▶ _INSTRUCTIONS TO FOLLOW_: Give the entries again, exactly as written.

(Saved entries)
_ _ _ _ _
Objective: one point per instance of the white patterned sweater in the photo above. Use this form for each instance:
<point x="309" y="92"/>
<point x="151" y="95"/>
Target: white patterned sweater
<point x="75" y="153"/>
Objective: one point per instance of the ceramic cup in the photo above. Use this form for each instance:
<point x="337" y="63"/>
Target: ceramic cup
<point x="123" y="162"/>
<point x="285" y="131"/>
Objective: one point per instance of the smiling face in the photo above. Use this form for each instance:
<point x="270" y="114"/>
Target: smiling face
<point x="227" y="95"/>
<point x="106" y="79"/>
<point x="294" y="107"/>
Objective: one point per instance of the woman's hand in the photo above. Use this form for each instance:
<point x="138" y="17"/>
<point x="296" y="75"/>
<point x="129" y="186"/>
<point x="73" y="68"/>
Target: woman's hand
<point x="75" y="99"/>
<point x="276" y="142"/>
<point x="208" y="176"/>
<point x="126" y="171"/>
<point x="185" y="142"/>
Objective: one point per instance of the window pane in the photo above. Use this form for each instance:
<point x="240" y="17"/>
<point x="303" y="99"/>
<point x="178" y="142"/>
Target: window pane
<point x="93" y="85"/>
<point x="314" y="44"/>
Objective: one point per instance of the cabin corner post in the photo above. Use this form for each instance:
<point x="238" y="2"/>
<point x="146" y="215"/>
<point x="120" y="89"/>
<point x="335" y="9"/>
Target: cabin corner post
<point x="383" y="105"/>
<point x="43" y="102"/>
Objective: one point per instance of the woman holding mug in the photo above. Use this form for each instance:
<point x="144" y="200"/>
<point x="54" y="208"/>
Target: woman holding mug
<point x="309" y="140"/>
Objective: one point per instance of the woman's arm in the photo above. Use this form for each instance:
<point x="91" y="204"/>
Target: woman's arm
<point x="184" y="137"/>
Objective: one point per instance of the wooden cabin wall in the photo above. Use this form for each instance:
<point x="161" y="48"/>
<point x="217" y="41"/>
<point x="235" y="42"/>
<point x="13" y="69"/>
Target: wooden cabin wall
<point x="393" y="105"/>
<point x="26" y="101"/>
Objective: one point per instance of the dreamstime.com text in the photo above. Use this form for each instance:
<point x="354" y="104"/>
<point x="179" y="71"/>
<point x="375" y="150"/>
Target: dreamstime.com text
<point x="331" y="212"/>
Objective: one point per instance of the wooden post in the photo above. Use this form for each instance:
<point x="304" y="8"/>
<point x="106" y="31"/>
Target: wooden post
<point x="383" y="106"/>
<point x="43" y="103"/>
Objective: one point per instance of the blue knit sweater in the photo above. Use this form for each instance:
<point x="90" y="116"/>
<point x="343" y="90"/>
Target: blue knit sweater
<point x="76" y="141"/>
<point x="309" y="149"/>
_ _ _ _ _
▶ _TASK RESPONSE_:
Objective: one point per instance of the white patterned sweater in the photo above. Use this form for each instance:
<point x="309" y="92"/>
<point x="151" y="95"/>
Target: white patterned sweater
<point x="75" y="153"/>
Objective: one point per instance of the ceramic cup in the photo above. Use this form for each instance:
<point x="337" y="63"/>
Target: ceramic cup
<point x="123" y="162"/>
<point x="285" y="131"/>
Objective: one point per instance of the smiling face in the photo above. Use this form for each instance:
<point x="270" y="114"/>
Target: smiling face
<point x="227" y="95"/>
<point x="106" y="79"/>
<point x="294" y="107"/>
Objective: one point per instance of the woman's hand in the photo above. Use this form for each instance:
<point x="138" y="17"/>
<point x="296" y="75"/>
<point x="129" y="186"/>
<point x="73" y="68"/>
Target: woman's hand
<point x="75" y="99"/>
<point x="276" y="142"/>
<point x="208" y="176"/>
<point x="126" y="171"/>
<point x="185" y="142"/>
Objective: one point per instance of the window pane in the photo above. Use this form for each instance:
<point x="240" y="17"/>
<point x="303" y="99"/>
<point x="178" y="142"/>
Target: window pane
<point x="93" y="85"/>
<point x="314" y="44"/>
Objective: one point per instance of the cabin corner post in the photo above. Use this form for each instance:
<point x="238" y="2"/>
<point x="146" y="215"/>
<point x="120" y="89"/>
<point x="335" y="9"/>
Target: cabin corner post
<point x="383" y="105"/>
<point x="43" y="102"/>
Objective: one point per instance of the woman holding mug in the photo above. Use this form for each instance:
<point x="144" y="200"/>
<point x="54" y="208"/>
Target: woman holding mug
<point x="309" y="140"/>
Objective: one point per instance of the woman's arm in the photo above. Use this form for each instance:
<point x="91" y="204"/>
Target: woman's arm
<point x="184" y="137"/>
Objective: one point per instance of the wooden cabin wall in the photo above. Use this form for each instance:
<point x="161" y="48"/>
<point x="217" y="41"/>
<point x="235" y="42"/>
<point x="13" y="69"/>
Target: wooden cabin wall
<point x="393" y="105"/>
<point x="26" y="101"/>
Objective: one point per instance of the dreamstime.com text in the photo above. Use this form for each instance:
<point x="354" y="104"/>
<point x="179" y="71"/>
<point x="375" y="150"/>
Target: dreamstime.com text
<point x="331" y="212"/>
Objective: one point per instance of the wooden post in the photo above. Use this form for each instance:
<point x="304" y="8"/>
<point x="106" y="31"/>
Target: wooden post
<point x="383" y="106"/>
<point x="43" y="103"/>
Objective: one point per instance of the blue knit sweater in the photo above. Use this form for each instance:
<point x="90" y="116"/>
<point x="343" y="90"/>
Target: blue knit sweater
<point x="76" y="141"/>
<point x="309" y="149"/>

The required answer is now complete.